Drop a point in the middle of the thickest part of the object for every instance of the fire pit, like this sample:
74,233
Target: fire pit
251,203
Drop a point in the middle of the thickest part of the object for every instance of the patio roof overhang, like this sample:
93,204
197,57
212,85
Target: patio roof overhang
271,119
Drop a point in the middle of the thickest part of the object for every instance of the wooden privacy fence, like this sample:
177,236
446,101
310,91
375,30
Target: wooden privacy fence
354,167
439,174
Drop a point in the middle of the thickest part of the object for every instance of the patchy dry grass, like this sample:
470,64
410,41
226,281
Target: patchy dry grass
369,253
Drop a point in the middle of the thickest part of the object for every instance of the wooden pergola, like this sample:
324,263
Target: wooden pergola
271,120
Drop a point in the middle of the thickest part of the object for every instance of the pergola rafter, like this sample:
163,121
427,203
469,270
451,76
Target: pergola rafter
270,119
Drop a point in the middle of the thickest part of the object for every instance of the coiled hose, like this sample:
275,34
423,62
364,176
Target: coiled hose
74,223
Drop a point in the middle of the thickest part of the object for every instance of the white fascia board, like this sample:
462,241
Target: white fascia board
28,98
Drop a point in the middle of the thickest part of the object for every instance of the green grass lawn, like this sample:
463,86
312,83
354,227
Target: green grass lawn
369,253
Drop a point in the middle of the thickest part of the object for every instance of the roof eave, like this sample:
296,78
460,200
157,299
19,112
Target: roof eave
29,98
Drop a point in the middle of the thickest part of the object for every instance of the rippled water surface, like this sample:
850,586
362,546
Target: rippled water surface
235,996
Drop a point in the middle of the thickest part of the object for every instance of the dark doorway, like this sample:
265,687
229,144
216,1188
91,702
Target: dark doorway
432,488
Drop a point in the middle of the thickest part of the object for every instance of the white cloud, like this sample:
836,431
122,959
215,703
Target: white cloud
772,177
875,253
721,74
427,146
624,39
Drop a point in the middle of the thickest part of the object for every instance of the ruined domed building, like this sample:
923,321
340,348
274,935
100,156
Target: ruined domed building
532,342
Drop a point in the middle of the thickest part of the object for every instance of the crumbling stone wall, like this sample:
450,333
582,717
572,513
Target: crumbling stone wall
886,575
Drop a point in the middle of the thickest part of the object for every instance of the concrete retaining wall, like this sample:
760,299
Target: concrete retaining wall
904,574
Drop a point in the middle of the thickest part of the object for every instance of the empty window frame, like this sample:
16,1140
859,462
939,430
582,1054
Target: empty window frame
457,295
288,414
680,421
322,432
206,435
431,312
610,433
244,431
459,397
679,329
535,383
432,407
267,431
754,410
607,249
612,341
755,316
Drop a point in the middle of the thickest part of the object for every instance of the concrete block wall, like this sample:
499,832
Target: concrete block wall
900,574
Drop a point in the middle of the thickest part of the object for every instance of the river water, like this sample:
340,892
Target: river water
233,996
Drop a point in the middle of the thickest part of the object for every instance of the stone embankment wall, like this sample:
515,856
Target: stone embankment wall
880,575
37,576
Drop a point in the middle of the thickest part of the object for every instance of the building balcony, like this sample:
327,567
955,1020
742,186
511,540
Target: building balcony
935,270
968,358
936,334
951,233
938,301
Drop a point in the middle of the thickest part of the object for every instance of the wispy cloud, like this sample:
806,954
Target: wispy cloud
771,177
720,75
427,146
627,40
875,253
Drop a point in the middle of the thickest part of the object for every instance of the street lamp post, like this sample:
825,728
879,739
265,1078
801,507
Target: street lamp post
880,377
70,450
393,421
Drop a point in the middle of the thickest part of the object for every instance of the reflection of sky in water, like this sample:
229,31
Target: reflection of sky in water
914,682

### DO THIS
Repeat the line containing "of the wispy" and all subsequent lines through the final line of the data, exactly and with no others.

### COMPLETE OUTPUT
Drop a point in the middle of the thickest part of the object for every instance of the wispy cloud, like this sample:
806,954
Target: wispy cloud
771,177
720,75
427,146
627,40
875,253
Drop a point in the middle of the thickest part of the object for every instance of the street lamp post, like this sample:
825,728
879,739
265,1078
801,507
Target: street lamp post
880,377
70,450
393,421
Drop a point in the middle of the thickest part of the object for every instance of the reflection of sky in water, like this sample:
229,31
Target: reflection of sky in water
914,682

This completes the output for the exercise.